*TASK*.
Count how many of the lines below contain the word "tree" and reply with only that number.

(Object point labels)
———
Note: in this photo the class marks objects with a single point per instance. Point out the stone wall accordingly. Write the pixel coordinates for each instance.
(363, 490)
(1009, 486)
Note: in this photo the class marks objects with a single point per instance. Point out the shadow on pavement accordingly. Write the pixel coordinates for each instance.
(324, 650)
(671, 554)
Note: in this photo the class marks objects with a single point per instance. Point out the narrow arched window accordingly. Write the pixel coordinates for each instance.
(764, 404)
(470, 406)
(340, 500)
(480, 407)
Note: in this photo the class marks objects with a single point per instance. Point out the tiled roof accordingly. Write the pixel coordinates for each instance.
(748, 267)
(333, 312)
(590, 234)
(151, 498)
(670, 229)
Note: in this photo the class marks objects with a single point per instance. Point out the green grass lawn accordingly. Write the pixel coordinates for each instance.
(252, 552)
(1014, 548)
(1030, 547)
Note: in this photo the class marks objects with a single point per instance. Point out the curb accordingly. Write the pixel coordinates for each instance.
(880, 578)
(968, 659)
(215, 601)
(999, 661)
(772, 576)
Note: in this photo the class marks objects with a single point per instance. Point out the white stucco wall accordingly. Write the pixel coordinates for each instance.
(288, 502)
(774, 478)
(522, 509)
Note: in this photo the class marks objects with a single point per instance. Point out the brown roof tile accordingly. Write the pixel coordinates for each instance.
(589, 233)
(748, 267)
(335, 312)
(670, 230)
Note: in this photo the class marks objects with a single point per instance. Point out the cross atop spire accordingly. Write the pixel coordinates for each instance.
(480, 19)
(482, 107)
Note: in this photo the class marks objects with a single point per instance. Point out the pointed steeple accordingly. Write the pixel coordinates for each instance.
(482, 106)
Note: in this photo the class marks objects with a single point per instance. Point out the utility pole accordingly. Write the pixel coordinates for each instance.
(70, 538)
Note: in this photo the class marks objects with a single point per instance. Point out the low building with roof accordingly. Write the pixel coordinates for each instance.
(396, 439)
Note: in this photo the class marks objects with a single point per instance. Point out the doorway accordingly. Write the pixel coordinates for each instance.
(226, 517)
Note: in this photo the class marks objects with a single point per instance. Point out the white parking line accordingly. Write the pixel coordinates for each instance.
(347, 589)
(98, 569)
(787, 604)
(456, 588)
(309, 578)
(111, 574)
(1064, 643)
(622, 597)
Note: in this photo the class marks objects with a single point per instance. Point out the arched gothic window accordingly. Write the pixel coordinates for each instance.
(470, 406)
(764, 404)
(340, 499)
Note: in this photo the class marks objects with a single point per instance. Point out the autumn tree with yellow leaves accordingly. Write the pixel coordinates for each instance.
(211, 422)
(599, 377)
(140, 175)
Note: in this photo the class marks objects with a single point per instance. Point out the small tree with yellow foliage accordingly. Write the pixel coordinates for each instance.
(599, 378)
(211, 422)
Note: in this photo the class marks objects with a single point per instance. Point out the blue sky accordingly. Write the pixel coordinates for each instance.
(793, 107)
———
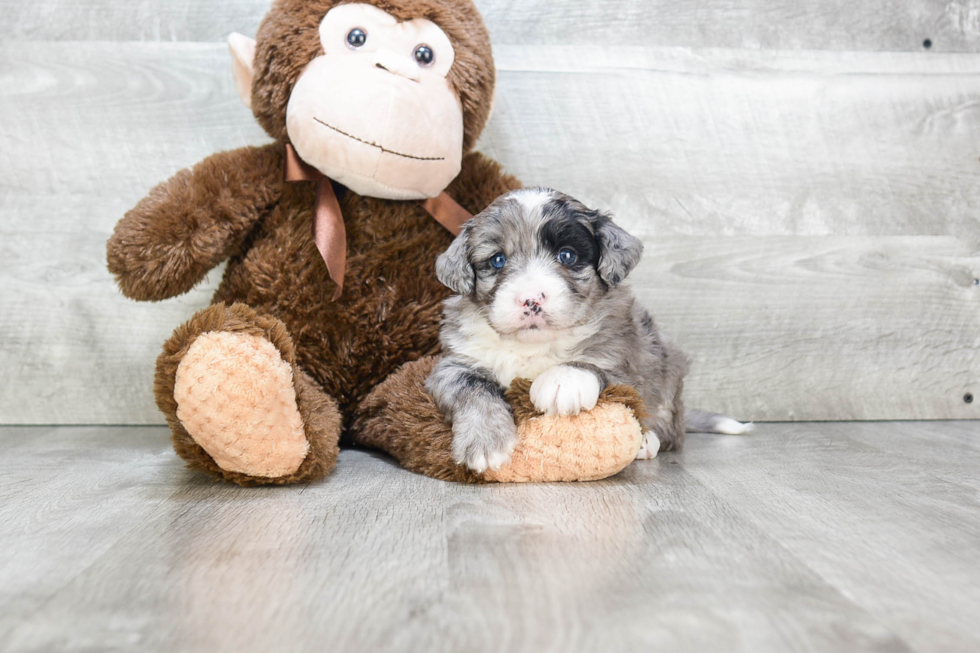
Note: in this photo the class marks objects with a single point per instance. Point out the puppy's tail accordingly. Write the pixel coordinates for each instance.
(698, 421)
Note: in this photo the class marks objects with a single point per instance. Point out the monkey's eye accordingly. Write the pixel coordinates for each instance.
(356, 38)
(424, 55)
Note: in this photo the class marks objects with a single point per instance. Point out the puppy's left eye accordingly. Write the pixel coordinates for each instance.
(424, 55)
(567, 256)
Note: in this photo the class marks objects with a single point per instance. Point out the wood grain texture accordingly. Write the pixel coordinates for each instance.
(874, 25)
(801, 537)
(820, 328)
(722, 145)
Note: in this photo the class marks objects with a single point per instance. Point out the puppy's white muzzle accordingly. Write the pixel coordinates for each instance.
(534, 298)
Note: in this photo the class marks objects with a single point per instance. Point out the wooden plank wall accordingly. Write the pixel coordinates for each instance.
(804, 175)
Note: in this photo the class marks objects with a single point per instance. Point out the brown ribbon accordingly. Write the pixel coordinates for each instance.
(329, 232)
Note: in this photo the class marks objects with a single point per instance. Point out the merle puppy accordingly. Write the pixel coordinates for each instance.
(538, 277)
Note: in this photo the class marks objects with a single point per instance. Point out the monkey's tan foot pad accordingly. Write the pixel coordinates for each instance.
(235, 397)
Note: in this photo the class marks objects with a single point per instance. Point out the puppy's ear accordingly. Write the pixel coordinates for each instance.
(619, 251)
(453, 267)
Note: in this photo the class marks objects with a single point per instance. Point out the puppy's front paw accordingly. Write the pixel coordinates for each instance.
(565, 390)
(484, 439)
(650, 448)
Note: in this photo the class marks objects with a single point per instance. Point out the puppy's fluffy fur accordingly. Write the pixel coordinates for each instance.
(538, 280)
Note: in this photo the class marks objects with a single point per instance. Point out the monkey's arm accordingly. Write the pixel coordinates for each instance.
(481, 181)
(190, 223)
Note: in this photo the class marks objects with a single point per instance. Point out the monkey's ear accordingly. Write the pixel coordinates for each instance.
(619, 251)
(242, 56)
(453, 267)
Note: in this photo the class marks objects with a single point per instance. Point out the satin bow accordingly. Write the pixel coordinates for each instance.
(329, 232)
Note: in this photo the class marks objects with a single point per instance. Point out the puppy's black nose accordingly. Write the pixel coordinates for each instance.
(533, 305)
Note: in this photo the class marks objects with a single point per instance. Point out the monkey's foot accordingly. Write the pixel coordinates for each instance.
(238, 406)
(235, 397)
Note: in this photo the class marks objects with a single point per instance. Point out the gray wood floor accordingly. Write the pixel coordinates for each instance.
———
*IN RESPONSE*.
2